--- START ---

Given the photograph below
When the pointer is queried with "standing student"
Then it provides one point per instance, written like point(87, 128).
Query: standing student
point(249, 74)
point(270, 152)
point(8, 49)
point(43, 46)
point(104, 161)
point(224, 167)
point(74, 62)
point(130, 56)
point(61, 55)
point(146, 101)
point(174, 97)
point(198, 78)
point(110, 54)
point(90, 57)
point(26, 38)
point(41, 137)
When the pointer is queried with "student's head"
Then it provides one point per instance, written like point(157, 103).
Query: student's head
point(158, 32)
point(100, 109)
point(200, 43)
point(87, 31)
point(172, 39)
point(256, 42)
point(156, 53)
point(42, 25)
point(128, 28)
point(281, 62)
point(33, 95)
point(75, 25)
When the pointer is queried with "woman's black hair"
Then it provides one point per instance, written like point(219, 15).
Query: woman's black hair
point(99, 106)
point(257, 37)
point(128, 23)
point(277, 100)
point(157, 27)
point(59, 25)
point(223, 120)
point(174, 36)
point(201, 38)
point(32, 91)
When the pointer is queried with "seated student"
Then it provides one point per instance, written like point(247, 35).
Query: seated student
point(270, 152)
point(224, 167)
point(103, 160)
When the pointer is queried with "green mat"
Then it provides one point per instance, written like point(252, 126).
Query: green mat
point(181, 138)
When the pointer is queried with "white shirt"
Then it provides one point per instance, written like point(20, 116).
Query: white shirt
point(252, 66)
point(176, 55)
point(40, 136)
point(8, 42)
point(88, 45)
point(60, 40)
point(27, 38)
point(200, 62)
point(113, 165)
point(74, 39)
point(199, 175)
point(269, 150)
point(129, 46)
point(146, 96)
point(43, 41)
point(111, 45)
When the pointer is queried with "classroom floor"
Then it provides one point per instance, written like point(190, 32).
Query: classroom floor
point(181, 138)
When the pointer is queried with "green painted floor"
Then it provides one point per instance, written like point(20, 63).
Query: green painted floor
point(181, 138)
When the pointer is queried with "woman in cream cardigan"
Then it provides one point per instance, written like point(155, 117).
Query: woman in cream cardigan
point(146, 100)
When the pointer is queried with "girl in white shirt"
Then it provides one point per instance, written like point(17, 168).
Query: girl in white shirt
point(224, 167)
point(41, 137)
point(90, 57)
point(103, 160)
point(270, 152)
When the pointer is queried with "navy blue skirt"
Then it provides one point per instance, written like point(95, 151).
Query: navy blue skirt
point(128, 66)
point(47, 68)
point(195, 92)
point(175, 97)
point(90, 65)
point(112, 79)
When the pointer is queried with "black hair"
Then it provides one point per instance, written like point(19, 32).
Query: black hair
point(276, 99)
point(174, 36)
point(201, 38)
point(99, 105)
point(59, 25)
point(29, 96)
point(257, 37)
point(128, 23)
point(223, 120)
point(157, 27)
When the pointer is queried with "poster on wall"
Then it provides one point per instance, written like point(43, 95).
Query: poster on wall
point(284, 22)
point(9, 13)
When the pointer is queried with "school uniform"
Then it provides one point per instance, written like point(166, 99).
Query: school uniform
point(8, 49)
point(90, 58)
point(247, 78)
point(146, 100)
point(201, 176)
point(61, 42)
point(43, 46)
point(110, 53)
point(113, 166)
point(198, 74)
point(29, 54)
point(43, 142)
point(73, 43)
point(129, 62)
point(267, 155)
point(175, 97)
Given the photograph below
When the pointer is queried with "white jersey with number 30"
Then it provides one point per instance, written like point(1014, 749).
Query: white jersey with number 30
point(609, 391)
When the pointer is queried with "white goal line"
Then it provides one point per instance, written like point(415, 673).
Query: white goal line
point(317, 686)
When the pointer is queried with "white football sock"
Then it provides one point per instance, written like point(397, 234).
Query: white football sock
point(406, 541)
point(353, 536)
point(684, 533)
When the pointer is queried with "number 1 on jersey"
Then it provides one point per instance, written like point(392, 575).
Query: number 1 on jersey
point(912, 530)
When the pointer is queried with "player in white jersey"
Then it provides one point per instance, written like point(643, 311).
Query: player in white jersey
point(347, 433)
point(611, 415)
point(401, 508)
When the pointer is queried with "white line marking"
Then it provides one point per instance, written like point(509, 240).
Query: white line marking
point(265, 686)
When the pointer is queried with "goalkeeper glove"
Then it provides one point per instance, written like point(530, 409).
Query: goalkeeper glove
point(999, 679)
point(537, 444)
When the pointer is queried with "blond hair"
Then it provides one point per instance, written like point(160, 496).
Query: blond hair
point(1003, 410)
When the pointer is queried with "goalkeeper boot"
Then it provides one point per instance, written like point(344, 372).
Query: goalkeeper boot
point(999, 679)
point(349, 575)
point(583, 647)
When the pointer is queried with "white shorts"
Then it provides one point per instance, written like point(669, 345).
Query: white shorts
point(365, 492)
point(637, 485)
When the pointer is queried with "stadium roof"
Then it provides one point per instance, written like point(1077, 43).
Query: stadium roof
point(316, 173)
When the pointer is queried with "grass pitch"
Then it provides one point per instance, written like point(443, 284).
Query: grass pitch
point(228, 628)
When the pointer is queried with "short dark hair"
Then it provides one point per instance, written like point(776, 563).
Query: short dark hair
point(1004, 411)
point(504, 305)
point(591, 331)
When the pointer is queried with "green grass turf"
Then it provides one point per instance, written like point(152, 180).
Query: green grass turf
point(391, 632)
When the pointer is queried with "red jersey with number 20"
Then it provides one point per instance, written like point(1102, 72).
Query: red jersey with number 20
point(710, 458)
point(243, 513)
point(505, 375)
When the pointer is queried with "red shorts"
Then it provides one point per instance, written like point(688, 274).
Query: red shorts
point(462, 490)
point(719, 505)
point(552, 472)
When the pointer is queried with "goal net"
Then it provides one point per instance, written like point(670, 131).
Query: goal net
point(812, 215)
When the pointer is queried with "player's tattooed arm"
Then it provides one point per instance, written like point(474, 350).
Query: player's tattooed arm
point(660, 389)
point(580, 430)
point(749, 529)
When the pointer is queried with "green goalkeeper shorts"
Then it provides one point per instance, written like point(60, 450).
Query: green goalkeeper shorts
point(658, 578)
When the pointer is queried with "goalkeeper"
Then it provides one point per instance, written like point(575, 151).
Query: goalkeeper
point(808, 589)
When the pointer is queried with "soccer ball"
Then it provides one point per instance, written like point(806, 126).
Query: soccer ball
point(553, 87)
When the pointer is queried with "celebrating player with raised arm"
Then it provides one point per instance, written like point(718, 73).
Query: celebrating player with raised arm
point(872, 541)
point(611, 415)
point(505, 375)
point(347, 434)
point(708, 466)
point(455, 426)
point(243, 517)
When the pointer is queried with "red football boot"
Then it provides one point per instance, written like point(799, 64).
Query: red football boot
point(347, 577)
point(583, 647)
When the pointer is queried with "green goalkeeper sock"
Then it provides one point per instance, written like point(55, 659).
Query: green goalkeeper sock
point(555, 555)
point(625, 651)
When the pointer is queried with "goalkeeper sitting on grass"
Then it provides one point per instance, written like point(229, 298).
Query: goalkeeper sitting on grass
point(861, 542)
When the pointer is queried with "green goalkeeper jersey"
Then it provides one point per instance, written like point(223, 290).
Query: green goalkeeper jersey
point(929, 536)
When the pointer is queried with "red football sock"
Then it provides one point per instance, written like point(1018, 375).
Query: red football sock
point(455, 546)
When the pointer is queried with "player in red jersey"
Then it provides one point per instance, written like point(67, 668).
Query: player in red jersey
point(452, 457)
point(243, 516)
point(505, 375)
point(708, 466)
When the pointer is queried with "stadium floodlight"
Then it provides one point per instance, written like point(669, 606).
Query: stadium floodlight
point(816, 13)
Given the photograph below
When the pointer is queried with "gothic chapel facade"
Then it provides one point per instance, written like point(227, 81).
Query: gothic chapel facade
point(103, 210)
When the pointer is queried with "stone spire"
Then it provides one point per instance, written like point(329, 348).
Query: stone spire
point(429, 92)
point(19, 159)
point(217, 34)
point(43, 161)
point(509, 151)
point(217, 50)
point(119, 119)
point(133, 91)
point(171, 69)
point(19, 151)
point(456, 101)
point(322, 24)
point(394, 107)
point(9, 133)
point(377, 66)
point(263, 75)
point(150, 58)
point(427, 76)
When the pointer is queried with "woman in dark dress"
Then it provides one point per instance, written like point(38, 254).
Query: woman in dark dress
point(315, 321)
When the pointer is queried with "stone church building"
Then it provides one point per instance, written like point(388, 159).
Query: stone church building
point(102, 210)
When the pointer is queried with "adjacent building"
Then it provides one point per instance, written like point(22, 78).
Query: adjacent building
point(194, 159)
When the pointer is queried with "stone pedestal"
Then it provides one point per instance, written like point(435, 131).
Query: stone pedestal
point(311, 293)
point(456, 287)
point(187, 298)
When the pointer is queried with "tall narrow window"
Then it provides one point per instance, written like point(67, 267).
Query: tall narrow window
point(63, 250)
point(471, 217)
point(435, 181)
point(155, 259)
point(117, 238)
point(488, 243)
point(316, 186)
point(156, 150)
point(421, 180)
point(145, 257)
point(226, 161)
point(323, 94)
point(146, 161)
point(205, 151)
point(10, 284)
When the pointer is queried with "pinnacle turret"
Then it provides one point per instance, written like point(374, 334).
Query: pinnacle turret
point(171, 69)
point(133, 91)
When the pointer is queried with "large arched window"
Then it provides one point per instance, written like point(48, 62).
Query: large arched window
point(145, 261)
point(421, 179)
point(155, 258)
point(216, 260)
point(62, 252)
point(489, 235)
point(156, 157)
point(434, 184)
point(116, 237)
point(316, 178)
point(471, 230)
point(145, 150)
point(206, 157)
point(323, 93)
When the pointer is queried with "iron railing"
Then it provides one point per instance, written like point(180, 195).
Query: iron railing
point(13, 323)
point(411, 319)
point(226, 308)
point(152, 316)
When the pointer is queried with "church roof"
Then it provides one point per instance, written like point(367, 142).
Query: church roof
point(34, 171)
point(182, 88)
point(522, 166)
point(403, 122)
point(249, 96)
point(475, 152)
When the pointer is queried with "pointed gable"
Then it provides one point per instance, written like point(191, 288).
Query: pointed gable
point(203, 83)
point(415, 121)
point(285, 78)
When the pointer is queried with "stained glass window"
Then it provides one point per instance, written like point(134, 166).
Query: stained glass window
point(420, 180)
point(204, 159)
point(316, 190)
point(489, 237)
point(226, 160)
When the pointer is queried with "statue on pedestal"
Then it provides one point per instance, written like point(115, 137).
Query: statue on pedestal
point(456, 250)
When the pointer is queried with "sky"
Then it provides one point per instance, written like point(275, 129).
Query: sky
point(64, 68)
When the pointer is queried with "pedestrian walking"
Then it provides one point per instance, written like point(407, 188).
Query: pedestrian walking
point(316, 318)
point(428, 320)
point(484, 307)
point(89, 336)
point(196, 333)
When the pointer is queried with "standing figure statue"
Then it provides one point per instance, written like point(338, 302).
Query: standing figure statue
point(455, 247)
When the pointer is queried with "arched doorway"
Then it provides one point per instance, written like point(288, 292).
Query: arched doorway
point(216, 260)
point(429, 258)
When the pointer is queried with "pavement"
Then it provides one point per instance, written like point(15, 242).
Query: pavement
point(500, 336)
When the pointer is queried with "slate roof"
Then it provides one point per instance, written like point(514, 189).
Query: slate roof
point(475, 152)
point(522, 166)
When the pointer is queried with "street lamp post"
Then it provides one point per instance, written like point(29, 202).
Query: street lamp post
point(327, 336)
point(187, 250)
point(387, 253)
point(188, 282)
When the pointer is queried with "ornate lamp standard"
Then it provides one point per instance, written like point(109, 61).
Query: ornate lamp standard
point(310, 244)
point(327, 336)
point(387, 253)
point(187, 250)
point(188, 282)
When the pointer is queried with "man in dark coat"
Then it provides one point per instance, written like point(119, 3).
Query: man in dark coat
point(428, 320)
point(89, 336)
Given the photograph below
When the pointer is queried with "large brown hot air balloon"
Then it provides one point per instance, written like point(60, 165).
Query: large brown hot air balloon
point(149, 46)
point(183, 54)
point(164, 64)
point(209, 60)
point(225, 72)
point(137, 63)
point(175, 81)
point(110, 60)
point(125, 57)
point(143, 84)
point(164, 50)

--- END ---

TASK TO COMPLETE. From the top of the material above, print every line exactly, ending with the line that holds "like point(87, 128).".

SOLUTION.
Given the photograph below
When the pointer is queried with "standing student"
Then it provides one point per instance, written like point(87, 128).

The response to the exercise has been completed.